• _SUPPLIED MATERIAL_:
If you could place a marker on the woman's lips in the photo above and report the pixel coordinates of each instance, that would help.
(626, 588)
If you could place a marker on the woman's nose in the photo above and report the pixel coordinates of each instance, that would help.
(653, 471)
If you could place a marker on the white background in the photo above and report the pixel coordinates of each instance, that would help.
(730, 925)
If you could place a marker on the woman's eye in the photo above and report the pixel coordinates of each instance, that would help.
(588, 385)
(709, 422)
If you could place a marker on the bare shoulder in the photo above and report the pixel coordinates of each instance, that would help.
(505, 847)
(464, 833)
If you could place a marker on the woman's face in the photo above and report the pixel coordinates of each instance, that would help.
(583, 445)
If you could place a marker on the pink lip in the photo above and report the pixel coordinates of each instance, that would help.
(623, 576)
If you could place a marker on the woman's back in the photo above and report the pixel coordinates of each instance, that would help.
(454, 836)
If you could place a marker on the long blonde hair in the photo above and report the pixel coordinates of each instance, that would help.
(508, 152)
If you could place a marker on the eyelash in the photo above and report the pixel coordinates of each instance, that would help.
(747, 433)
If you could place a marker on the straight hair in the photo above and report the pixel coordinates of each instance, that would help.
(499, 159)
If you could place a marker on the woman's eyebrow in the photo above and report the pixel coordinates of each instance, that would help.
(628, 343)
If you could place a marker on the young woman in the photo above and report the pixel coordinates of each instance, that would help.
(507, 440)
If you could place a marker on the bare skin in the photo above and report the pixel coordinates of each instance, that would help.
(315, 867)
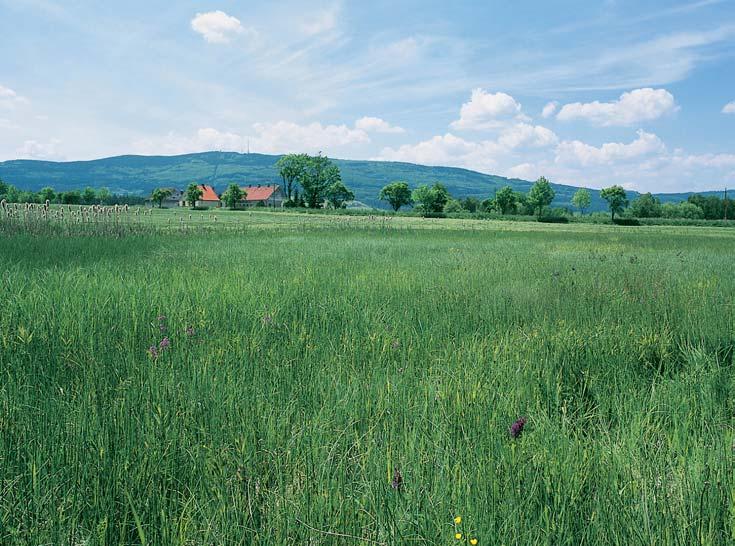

• _GOAL_: Repeat every line of the records above word for word, without the pictures.

• _REPLY_:
If you could place a marker on the woman's lips in the photo above and report the pixel coordinates of each instance, that would help.
(626, 588)
If you could place a marker on the woman's nose in the photo above and report the pixel coordinates of each instance, that would help.
(653, 471)
If you could place a marker on the white background in the photo above and report the pixel coordinates of each instance, that would help.
(730, 925)
If you could place a marker on the woman's eye in the photo above and report the pixel coordinates of each instance, that would help.
(588, 385)
(709, 422)
If you could place a marker on the bare shoulder in the photo above and report the pixel coordinates of each instance, that would help.
(505, 847)
(464, 833)
If you could place a marker on the woman's face in the photo above and report the pixel coordinates of each instance, that would help.
(583, 445)
If you could place a marker on the pink lip in the photo above and report the pixel coordinates of each instance, that would help.
(623, 576)
If you could place a marker on the woman's back in the photo above and report the pixel coordinates of each instance, that would help.
(454, 836)
If you could place a marker on the long blonde hair in the photo above and report the pixel coordinates of each instance, that would help.
(508, 152)
If you could place a marker on the eyelash in the photo above and report the pixel coordinates of each instance, that would help.
(747, 433)
If you could place a marker on the straight hair in the photo above and report the pixel coordinates of each instance, that would help.
(499, 159)
If you could place a marker on the woman's eyebrow in the photo above and report the pixel coordinates of each instance, that would help.
(628, 343)
If you could place a marker on the young woman in the photo above and report the pixel coordinates of each instance, that would help.
(507, 440)
If you could place a marker on the bare skin in the photo above and report the pixel coordinates of each instance, that would help.
(315, 867)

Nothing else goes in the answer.